## Passage shown
● ● ● ●

Kirkpatrick went on to argue that the clearest statement of evangelism in Cuba had been by Sergio Arce, rector of the Evangelical Seminary in Matanzas, who was quoted as saying: “The first task of evangelism is to confront Christians who are not atheists of the head, but are atheists of the heart. Marx was an atheist of the head, but not of the heart.”
The September 9, 1977, issue of The United Methodist Reporter quoted Arce again as he elaborated on evangelism: “It is more important today to be a Marxist than a Christian.” Arce argued that Christianity and Marxism are interchangeable and he had no interest in converting Marxists to Christianity.
Jessup Report
While the Marxist critique of Wesleyan revival went over well in some quarters, there were many United Methodists that believed their tithes and offerings were supporting wrongheaded political radicalism, rather than biblical revival.
It was at this era that David Jessup, a United Methodist layman working for the AFL-CIO, was astonished when his children brought home appeals for wheat shipments to the Marxist government of Vietnam. His dogged research unearthed a 27-page paper identifying grants and involvements by United Methodist agencies to far-left organizations, fronts, and political groups with communist links and revolutionary intentions.

● ● ● ●

## Source material
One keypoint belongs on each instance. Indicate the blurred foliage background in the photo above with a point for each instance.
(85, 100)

● ● ● ●

## Required actions
1. Reproduce the section of the United Methodist passage starting at "Jessup Report" and ending at "than biblical revival.".
2. Go on with the United Methodist passage, beginning right after its final sentence.

## Responses to the tasks
1.
Jessup Report
While the Marxist critique of Wesleyan revival went over well in some quarters, there were many United Methodists that believed their tithes and offerings were supporting wrongheaded political radicalism, rather than biblical revival.

2.
Jessup’s explosive report was published in the September/October 1980 issue of Good News. Instead of investigating the misappropriation of church funds to Marxist causes, church leaders questioned Jessup’s motives and spoke darkly of a “McCarthyite witch hunt.” The denominational condescending response included: “As change swirls around us, some persons cling to an understanding of history and the role of our nation that seems to be fading. Such persons are deeply troubled by the shifting of power they see in the world and are fearful….”
The irony, of course, is that the Jessup family had been active in the Peace Corps in Peru, as well as involved in the civil rights and farm worker movements in California. Jessup’s research had further discovered a denomination with an off-kilter political barometer: church pronouncements in support of Ayatollah Khomeini and the “students” holding hostages in Iran; further discussion on the Cuba Resource Center, the Nicaraguan Literacy Program, and the North American Congress on Latin America (and their monthly newsletter devoted to Che Guevarra), groups that had been monitored closely by the State Department of a Democratic administration.
“Because my report has been publicly attacked as a ‘McCarthyite witch hunt’ by several Church officials, it is necessary to repeat that I am not questioning the right of any group or individual to speak out and organize for any cause, no matter how offensive it may be,” said Jessup. “The only question is whether the majority of churchgoers wish to foot the bill for such causes.… After many years of past and continuing involvement in pro-labor, liberal and civil rights causes, I am more than ever convinced that there is nothing ‘reactionary’ about trying to redirect Church resources toward a more consistent support of democracy in all societies, left and right.”
In December 1982, Reader’s Digest carried the article, “Do You Know Where Your Church Offerings Go?” On January 23, 1983, the CBS program 60 Minutes aired the segment, “The Gospel According to Whom?” Both the article and the TV program were sparked by David Jessup’s research into how church funds were being spent. Time magazine reported on controversy in its March 28, 1983, issue under the heading “Warring Over Where Donations Go.”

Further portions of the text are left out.